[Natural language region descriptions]
****************************************

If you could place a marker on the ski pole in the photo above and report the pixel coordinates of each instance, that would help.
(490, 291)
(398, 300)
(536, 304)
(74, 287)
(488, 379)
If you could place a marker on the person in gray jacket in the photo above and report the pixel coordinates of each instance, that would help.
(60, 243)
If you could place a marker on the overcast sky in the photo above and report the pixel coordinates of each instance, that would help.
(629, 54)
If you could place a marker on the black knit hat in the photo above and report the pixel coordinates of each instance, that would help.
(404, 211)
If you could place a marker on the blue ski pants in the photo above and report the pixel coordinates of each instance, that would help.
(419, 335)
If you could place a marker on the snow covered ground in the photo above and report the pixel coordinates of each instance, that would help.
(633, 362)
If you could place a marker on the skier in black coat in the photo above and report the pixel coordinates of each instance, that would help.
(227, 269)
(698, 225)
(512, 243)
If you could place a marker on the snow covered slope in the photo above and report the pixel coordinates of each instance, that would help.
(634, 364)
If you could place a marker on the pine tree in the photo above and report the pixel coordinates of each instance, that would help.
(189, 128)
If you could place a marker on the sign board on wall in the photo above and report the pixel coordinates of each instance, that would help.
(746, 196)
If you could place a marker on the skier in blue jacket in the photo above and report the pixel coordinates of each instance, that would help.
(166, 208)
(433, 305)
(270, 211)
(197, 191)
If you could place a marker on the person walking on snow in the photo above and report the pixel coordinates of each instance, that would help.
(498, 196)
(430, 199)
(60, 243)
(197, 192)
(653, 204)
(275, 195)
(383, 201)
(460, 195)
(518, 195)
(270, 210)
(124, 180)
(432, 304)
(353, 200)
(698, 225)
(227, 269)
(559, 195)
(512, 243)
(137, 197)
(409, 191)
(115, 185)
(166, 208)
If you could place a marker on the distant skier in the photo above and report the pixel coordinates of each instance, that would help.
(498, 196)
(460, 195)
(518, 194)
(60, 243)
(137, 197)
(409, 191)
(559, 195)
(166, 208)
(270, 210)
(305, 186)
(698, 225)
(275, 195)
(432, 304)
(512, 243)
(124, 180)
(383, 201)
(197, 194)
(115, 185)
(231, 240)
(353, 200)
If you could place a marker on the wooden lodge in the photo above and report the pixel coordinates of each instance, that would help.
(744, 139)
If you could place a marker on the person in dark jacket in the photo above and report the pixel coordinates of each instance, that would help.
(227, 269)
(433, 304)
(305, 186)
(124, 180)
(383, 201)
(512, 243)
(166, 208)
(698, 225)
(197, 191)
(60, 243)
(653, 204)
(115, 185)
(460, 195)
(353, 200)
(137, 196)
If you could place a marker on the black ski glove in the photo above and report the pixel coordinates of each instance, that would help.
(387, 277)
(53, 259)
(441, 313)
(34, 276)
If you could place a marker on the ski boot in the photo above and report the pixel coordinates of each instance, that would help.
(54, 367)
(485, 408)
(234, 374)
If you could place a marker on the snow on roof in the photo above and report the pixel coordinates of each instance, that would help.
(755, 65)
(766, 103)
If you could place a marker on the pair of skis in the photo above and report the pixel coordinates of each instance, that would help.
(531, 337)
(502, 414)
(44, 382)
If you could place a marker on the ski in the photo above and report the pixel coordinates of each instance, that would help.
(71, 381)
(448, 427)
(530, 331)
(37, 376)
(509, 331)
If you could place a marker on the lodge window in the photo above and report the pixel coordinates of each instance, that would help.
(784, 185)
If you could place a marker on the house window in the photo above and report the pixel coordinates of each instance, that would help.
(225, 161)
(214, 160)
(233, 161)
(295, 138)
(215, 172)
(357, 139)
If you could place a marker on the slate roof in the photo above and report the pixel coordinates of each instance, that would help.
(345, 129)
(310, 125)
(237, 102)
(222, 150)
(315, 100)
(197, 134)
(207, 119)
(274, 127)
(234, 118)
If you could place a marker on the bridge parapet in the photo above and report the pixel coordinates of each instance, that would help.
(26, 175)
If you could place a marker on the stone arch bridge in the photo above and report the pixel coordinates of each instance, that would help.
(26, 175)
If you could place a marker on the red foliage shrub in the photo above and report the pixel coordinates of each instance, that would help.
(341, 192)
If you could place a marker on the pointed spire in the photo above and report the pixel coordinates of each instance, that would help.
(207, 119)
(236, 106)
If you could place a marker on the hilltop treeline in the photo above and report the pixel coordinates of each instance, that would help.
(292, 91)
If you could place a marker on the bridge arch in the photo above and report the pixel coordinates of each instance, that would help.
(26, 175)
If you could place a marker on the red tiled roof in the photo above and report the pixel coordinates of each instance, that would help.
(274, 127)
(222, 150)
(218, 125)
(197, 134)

****************************************

▶ **What is required**
The line containing "If you could place a marker on the bridge parapet" and all lines after it, through the last line of the data, should be retyped exactly.

▶ **Answer section**
If you could place a marker on the bridge parapet in the photo above and report the pixel coordinates of each instance, that would help.
(26, 175)
If you could place a marker on the stone arch bridge in the photo above and report the pixel coordinates of each instance, that would help.
(26, 175)
If you could place a marker on the red foliage shrub in the photo above and report the pixel coordinates of each instance, that would help.
(341, 192)
If you could place a marker on the pointed spire in the photo above and report the pixel coordinates of each instance, that would help.
(207, 119)
(236, 106)
If you could place a marker on the hilltop treeline in the photo above and report the pixel coordinates of each instance, that would help.
(292, 91)
If you could place a marker on the bridge arch in the photo above and report the pixel coordinates of each instance, that would help.
(26, 175)
If you could place a marker on the red tiled roof in the photo above and report the pixel coordinates of each instance, that would help.
(274, 127)
(222, 150)
(218, 125)
(197, 134)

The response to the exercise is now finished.